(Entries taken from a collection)
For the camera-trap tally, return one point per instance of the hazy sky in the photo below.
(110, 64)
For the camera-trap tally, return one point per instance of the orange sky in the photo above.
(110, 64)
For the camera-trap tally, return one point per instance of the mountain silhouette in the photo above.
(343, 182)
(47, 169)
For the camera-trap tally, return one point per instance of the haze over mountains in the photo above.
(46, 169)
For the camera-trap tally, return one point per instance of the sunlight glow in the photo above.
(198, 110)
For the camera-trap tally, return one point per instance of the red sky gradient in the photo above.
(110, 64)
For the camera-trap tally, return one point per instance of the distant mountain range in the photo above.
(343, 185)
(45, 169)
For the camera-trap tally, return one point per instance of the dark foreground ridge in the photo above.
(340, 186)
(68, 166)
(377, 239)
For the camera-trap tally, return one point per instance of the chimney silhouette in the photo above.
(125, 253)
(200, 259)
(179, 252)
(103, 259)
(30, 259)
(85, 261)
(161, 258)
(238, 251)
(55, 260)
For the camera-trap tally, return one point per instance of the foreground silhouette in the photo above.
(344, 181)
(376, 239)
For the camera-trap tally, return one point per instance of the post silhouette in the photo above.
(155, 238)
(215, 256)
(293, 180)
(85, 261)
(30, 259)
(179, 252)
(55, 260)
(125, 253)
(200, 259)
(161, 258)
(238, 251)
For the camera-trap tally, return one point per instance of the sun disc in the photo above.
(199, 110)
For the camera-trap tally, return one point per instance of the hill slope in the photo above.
---
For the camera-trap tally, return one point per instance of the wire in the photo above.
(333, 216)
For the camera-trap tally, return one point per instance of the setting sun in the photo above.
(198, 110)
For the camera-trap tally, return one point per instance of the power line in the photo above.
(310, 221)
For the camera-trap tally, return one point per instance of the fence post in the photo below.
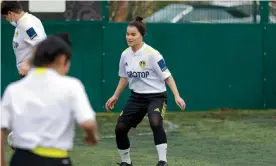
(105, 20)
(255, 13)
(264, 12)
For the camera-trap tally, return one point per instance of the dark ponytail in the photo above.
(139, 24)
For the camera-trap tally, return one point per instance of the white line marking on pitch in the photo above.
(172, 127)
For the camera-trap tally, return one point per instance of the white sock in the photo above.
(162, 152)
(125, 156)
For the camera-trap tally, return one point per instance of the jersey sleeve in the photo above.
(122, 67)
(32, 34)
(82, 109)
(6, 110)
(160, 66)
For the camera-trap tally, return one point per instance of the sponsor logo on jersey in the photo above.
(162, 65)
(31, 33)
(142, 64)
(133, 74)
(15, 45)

**Task instructions**
Given the data above, transcribe exactly the lines from the one containing "disc in the photo above." down to the one containing "slope in the photo above.", and no others.

**Task answer**
For the camera-trap tally, return one point per instance of the sun disc in the photo above.
(199, 110)
For the camera-trap tally, return one point per instance of the hill slope in the photo above.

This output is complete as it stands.